═════ SELECTED EXCERPT

A Breathing Abstraction: A Conversation with Yasmine Robinson

Chromatic colours and thick strokes bulge and stretch beyond the canvas. Yasmine Robinson's works refuse to be fully contained. They pulse with animated energy. An abstraction that breathes. Luscious vermillions, grass greens, and moody blacks swell. Born in Derry in 1994 and now an artist and lecturer at Belfast School of Art, Robinson is carving her path in contemporary painting - one that is tactile, where the optical collides in lush and vivid gestures.

Robinson's work has been widely exhibited, from group shows at Frieze London and the MAC Belfast to solo exhibitions like Potluck at Coups Contemporary in London. After graduating from Ulster University (2017), she pursued an MA at Chelsea College of Art, later winning the Tiffany & Co. Outset Studio Makers Prize. As a lecturer, she contributes to shaping the next generation of artists, encouraging experimentation and giving space to the painting process between each brushstroke.

For Robinson, colour seems never merely visual. It's a substance to be stuffed, draped, and stirred across and over the edges of the canvas. Robinson’s compositions - combining oil, acrylic, emulsion, and spray paint with nylon, faux fur, and found objects - exist in a limbo between painting and sculpture. These compositions suggest a world where hue has mass and appetite. While engaging with ideas of objecthood, their irregular, subtly sculpted edges suggest a dialogue with ceramics or relief sculpture, creating works that seem dynamic and almost animalistic, reinforced by the occasional use of faux fur. The works embrace both structure and spontaneity, forming a dialogue between control and improvisation. Each work undergoes revision - layers are applied, deconstructed, and released from any preconceived notions of what the painting should be. This is a constant negotiation between painter and painting, particularly in abstraction, where each element justifies its presence as it's created. The balancing act between effort and accident gives these compositions their energy.

══════════
═════ MATERIAL

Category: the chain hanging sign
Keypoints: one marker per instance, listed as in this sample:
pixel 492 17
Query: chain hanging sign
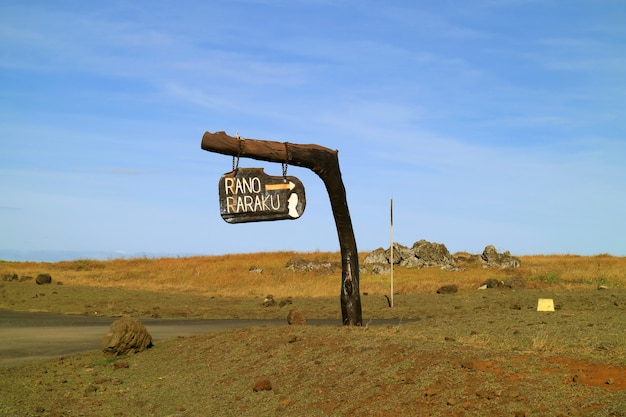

══════════

* WRITTEN TASKS *
**A)** From the article on Yasmine Robinson, print the passage between "Robinson's work has" and "between each brushstroke.", inclusive.
**B)** Render this sentence from the Yasmine Robinson article in Spanish: "The balancing act between effort and accident gives these compositions their energy."

* ANSWER SET *
**A)**
Robinson's work has been widely exhibited, from group shows at Frieze London and the MAC Belfast to solo exhibitions like Potluck at Coups Contemporary in London. After graduating from Ulster University (2017), she pursued an MA at Chelsea College of Art, later winning the Tiffany & Co. Outset Studio Makers Prize. As a lecturer, she contributes to shaping the next generation of artists, encouraging experimentation and giving space to the painting process between each brushstroke.

**B)** El equilibrio entre el esfuerzo y el azar da a estas composiciones su energía.